§ **Exercise objective**
Give the number of lines in the entries below that hold "body", with no accompanying words.
───── Material shown
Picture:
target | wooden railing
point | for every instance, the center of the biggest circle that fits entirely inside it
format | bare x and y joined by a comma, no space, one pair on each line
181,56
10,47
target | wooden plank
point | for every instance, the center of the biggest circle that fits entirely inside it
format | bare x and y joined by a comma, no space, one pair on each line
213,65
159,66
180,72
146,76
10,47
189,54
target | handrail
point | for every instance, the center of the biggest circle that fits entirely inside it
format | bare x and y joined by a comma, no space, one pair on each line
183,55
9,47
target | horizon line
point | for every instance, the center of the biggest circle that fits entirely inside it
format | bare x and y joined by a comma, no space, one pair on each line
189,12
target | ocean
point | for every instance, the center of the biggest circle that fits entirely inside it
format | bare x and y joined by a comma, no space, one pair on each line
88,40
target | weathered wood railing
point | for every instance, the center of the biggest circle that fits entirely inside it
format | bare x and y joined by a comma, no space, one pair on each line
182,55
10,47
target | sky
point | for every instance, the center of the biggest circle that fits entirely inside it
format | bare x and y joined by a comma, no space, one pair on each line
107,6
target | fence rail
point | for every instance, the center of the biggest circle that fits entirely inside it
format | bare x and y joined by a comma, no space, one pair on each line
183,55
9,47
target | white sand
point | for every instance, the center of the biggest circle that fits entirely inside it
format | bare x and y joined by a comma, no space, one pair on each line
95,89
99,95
──────────
───── Material shown
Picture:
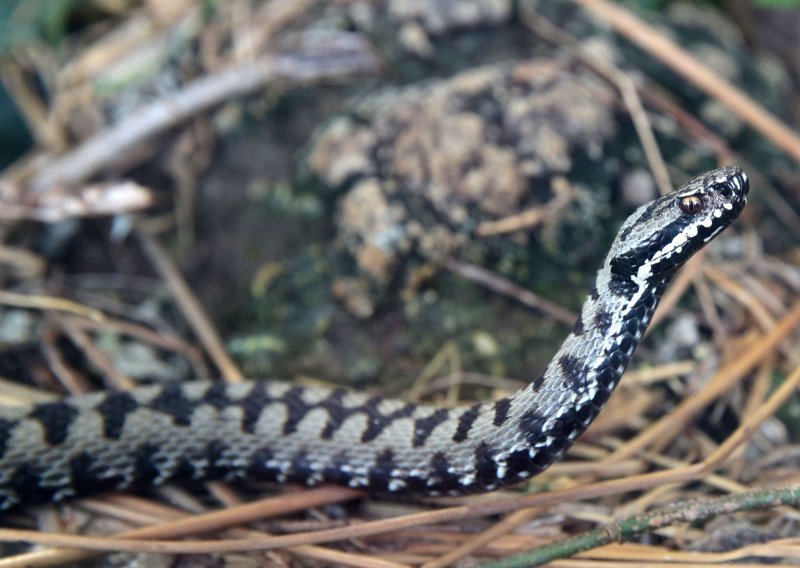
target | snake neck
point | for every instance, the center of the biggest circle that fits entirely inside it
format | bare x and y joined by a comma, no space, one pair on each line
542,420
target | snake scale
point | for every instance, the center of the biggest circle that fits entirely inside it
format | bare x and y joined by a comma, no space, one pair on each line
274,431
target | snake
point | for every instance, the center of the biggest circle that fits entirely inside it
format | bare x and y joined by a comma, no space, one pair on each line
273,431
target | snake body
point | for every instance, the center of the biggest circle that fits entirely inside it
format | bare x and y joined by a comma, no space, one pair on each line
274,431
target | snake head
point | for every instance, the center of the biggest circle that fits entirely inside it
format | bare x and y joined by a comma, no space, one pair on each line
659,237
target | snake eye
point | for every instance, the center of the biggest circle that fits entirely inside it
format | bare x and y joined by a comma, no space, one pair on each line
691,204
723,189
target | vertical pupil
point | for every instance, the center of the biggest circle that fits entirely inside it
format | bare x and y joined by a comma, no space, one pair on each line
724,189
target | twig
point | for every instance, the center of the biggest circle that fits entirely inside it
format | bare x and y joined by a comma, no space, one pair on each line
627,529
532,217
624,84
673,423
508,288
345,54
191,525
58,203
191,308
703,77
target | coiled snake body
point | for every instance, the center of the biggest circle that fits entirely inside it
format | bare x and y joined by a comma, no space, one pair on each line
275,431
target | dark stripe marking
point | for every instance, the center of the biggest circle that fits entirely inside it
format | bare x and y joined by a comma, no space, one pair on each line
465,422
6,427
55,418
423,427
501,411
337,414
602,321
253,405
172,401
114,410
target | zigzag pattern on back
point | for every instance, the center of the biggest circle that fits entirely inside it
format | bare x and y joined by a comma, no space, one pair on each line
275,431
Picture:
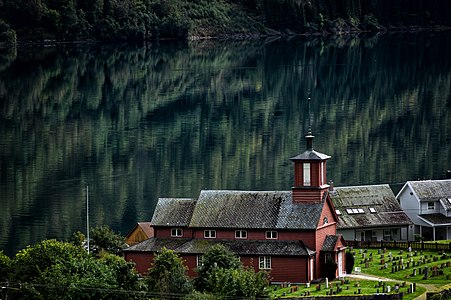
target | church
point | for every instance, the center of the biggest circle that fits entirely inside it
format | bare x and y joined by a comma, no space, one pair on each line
──────────
§ **Task output**
2